WHAT YOU ARE ASKED TO DO: From the material below, pull out every line that contains the word "hand".

SUPPLIED RECORDS:
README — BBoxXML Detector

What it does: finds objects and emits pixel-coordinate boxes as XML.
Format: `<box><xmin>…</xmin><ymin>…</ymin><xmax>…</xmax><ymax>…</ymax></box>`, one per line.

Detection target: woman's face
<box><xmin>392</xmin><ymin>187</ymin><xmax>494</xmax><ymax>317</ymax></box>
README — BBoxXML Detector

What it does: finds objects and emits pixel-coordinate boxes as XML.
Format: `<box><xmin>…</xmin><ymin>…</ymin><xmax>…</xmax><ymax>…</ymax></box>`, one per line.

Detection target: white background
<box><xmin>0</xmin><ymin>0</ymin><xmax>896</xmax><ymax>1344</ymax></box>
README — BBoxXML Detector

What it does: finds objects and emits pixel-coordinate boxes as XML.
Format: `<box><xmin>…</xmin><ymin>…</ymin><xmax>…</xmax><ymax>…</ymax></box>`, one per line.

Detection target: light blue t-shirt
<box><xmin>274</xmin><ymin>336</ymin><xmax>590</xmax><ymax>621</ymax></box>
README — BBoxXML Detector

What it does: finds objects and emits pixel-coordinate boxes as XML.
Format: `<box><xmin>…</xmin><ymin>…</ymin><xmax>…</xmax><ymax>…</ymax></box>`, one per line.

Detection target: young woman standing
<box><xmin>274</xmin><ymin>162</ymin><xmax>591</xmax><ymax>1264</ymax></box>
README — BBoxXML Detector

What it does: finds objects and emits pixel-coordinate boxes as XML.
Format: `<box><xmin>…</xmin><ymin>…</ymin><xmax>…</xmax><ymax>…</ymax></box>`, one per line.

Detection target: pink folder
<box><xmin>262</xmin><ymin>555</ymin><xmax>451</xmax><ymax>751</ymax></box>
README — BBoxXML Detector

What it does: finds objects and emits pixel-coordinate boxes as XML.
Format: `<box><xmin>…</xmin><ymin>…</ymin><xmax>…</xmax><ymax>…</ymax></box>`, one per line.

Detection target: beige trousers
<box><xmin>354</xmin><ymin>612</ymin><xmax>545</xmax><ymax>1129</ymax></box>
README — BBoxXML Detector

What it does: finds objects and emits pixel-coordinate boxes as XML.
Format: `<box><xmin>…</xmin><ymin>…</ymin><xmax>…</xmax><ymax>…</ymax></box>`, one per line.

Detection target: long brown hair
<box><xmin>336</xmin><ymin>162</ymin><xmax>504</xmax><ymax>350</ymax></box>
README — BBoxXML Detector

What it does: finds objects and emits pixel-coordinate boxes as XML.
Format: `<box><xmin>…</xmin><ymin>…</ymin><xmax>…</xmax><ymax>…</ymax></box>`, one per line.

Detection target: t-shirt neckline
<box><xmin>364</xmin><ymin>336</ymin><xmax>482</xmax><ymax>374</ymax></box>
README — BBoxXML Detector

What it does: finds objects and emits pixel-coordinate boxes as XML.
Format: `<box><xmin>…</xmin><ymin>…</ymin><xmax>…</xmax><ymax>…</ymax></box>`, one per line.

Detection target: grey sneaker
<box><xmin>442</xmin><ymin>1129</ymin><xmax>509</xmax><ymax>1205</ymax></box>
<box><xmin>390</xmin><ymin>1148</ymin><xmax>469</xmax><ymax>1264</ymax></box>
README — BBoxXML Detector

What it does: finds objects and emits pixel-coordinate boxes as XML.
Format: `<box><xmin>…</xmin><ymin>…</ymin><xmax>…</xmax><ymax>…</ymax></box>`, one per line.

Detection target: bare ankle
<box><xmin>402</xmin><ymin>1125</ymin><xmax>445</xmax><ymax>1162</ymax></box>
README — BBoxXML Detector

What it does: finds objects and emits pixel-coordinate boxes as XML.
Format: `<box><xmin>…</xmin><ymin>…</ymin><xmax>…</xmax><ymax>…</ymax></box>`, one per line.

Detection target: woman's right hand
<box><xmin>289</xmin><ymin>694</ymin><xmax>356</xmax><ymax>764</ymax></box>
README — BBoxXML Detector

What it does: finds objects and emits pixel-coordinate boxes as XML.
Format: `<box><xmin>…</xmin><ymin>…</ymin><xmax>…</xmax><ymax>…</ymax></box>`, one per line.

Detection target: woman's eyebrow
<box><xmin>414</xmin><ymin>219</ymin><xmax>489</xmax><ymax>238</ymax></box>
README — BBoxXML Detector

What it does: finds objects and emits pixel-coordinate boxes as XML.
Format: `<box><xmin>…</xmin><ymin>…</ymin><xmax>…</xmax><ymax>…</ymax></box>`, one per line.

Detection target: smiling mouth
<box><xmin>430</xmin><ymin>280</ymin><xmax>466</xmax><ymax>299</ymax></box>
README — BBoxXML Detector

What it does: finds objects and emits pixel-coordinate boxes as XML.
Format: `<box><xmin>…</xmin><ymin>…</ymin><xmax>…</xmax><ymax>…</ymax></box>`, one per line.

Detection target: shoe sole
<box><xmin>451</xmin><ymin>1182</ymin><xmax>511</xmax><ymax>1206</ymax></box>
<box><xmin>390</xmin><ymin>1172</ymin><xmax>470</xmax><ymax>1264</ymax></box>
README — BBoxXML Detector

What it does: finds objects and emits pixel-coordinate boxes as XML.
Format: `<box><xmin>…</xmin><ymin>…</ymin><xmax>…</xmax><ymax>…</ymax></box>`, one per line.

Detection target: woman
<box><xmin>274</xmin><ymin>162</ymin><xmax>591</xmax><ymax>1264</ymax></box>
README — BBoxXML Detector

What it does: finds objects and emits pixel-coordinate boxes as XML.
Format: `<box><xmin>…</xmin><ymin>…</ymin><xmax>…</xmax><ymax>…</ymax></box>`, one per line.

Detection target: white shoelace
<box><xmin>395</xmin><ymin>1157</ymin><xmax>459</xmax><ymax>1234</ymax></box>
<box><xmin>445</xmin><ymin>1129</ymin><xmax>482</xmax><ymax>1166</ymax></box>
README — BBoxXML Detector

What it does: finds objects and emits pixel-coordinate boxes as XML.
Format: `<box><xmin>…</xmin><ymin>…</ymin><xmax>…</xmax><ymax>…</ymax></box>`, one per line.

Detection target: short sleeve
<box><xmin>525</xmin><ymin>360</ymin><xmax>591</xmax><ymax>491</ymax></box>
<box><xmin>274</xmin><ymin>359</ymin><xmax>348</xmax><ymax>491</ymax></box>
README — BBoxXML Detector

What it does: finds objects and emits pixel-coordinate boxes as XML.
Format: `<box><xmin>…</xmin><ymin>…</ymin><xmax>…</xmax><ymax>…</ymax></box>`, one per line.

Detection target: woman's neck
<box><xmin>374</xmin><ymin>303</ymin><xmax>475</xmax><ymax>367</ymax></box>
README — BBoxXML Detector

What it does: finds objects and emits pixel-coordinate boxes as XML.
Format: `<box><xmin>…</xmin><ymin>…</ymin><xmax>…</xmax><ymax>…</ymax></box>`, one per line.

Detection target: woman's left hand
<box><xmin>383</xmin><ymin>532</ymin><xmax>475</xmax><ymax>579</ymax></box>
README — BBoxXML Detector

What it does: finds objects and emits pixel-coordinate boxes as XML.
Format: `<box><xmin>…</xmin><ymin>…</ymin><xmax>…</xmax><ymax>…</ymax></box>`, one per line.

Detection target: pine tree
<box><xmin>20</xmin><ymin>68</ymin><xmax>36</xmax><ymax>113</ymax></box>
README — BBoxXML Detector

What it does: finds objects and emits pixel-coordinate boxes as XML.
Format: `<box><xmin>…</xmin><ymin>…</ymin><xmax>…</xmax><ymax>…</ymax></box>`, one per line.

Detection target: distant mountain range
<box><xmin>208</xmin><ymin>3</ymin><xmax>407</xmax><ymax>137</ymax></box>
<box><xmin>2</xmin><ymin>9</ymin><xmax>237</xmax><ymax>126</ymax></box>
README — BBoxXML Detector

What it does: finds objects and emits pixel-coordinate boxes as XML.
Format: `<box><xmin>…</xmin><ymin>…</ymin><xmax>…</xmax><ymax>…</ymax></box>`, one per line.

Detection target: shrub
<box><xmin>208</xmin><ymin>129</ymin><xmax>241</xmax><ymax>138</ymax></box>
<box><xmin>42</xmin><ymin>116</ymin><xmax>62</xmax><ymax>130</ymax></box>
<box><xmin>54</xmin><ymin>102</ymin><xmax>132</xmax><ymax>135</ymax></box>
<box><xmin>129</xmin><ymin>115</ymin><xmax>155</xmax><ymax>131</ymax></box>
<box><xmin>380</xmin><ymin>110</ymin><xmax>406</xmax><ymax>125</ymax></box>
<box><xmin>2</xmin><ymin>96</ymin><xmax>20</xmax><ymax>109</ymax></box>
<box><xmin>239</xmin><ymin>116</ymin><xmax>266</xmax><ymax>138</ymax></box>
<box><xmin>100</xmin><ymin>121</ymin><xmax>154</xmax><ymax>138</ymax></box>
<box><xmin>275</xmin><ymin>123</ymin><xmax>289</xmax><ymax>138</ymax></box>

COMPLETED TASK:
Detection target: woman's right hand
Detection target: woman's left hand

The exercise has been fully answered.